Please pull out and copy every line of the items below that contains the word "Indicate".

LISTED ENTRIES

--- start ---

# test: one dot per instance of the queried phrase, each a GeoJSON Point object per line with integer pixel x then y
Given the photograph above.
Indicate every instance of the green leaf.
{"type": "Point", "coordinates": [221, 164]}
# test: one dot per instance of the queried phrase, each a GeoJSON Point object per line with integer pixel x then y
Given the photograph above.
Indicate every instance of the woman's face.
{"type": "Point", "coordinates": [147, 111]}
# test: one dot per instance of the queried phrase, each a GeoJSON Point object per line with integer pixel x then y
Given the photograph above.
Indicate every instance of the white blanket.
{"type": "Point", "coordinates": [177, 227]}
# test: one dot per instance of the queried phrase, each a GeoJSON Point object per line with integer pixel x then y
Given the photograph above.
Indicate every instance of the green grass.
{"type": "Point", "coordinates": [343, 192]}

--- end ---
--- start ---

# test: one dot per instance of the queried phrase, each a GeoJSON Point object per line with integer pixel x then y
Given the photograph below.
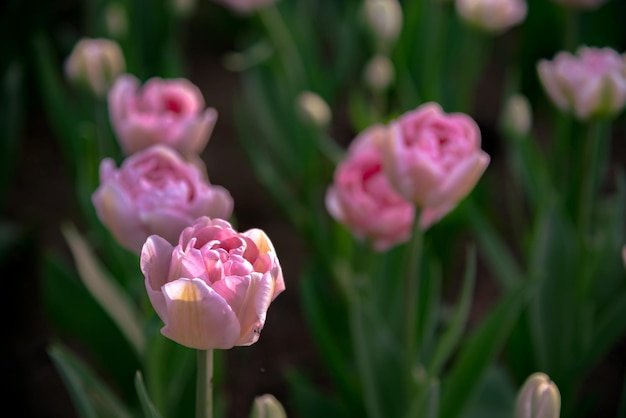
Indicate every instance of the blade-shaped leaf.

--- end ---

RESPONSE
Indicate every instance of the green leaf.
Indicate every instance of the woman's face.
Indicate every instance of the white blanket.
Indicate every instance of the green grass.
Indicate every instance of the blade-shaped leaf.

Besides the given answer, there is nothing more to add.